Set down exactly the stretch of the listing from the line containing "Target — red collar" through the end of the listing, with both of those lines included.

.....

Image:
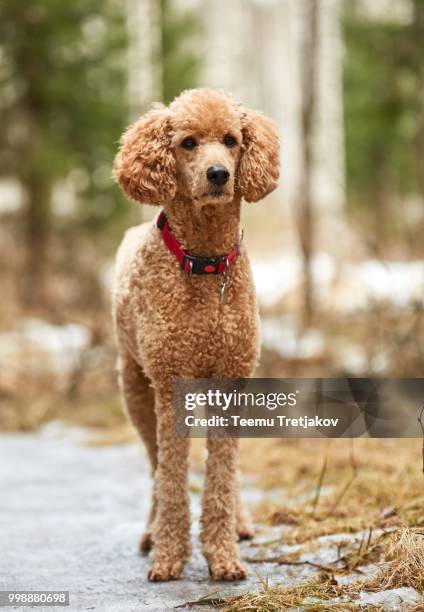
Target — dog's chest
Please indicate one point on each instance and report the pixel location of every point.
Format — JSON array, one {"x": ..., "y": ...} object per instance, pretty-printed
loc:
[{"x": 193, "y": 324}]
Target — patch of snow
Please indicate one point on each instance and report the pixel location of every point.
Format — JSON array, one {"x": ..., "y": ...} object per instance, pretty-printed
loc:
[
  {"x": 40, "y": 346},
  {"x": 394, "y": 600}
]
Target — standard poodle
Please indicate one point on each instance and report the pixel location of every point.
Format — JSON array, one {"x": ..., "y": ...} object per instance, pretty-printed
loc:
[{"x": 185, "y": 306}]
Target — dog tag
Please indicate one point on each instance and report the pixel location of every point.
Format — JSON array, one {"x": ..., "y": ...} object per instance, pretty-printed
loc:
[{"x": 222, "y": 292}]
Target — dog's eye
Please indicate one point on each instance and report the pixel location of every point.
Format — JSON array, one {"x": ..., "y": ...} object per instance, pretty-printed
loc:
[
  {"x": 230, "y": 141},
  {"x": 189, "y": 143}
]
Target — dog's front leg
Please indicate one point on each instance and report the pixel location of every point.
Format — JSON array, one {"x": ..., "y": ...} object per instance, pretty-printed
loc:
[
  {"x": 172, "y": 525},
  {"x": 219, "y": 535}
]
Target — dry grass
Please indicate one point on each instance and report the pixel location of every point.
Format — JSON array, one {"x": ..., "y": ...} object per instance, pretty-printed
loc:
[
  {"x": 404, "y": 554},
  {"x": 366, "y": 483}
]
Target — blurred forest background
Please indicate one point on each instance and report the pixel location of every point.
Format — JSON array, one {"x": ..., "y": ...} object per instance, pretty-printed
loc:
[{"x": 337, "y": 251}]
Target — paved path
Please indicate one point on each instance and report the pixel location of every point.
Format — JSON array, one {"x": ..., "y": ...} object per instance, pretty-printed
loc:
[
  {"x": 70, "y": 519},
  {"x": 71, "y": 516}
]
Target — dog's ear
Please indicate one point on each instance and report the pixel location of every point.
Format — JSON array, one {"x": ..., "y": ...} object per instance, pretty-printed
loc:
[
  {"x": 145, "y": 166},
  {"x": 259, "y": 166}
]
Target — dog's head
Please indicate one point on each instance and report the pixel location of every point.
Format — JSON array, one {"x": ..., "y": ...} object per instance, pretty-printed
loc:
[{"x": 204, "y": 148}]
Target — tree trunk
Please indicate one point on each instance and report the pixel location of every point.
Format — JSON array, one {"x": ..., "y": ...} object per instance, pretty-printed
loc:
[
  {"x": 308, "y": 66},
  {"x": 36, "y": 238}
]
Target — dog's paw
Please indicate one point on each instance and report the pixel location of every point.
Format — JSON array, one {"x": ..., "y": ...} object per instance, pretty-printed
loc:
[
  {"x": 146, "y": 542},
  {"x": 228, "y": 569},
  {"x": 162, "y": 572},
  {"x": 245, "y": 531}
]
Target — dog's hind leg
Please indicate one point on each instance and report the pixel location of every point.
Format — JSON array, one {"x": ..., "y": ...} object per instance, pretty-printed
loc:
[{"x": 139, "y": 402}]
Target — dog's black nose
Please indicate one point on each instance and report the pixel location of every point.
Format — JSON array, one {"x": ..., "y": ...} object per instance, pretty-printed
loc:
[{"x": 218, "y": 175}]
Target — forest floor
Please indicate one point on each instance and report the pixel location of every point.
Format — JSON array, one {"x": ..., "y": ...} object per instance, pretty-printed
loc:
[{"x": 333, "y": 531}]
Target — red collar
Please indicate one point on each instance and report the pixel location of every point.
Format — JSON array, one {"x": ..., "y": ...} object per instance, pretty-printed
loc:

.....

OUTPUT:
Target — red collar
Please indicate one point on each instance and report the pixel location of every point.
Format — JSON array, one {"x": ..., "y": ...} object per instance, pretty-printed
loc:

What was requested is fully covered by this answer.